Text passage:
With mud-caked hands, Howard, 16, of Jacksonville gestured encouragement to his companions as they made the final push.

“This run was very tiring,” Howard said. “I ran another one about a month ago. There was a lot more mud in that run, but this time it was a lot of running, which made it more difficult. I tried to push myself a little harder, too.”

Howard and 1,639 other runners, hit the terrain Saturday morning to test their strength, stamina and endurance in the course of forest terrain, dirt paths, winding trails, fallen-tree obstacles and multiple mud pits.

The run is part of Grand Prix races that runners compete on a point system with other runners throughout the year. Those who finish the race received a medallion.

Wearing the runner No. 1 this year was Commander of Marine Special Forces Maj. Gen Mark Clark. Representing Team Raiders, Clark donned neon attire and blue face paint akin to Mel Gibson’s in “Braveheart” before he started with the first wave of runners.

“I’m just going out here to have fun with everybody, get muddy, meet old acquaintances and hopefully make some new ones,” Clark said. “These events are always great. Not only does it bring out the people that work with the military but also the Jacksonville and Wilmington communities.”

Experienced runner Darcel Carver of Maysville was joined by her neighbors as she tackled the course with intentions to finish the five-mile run in less than an hour and 10 minutes. She finished in exactly one hour, besting her race time last year.

Written task: Resume the article about the mud run, picking up right after its final sentence. The listing isn't needed here.

Location identification items:

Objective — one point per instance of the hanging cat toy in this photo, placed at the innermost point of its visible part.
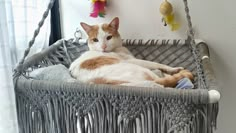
(166, 10)
(98, 8)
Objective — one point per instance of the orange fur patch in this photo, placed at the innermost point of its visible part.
(107, 28)
(107, 81)
(98, 62)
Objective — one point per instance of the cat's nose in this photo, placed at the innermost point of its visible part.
(104, 46)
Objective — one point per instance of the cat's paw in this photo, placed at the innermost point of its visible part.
(175, 70)
(187, 74)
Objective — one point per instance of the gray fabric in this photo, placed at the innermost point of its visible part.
(113, 108)
(53, 107)
(52, 73)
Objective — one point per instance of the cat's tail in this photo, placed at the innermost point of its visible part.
(172, 80)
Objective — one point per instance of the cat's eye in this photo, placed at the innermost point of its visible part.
(95, 39)
(109, 37)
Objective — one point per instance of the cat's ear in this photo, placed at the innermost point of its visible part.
(115, 23)
(86, 27)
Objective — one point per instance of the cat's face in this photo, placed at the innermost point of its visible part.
(103, 37)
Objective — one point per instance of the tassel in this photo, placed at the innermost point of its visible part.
(98, 8)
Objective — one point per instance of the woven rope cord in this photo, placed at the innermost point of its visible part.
(193, 44)
(36, 32)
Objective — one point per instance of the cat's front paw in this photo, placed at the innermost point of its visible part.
(175, 70)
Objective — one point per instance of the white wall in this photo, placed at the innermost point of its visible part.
(214, 21)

Answer to this exercise:
“Their wasn’t any bottlenecks and I was able to run right through the race and go through all the mud,” Carver said. “Was it challenging? I don’t know. Fun is what it is. Going through all the mud, going through the trails... this is what I like to do.”

According to data provided by race director Mike Marion, this year’s Mud, Sweat and Tears run was the largest and most successful since 1993. 

Marion said this is partly because of a growing reputation for being a professionally run and family-friendly event.

“The people in the Grand Prix races are kind of like a big family,” Marion said. “We’ve got some runners that have been with us for 20 years and are still running to this day. The mud runs are the best thing in the world right now, and we always try to put out a professional-quality event with good administration.”

He said the race is slated again next year on the same date and at the same location.

“Maybe we will throw a couple wrenches into the courses to mix it up and make them a little different, some new obstacles or something,” he said.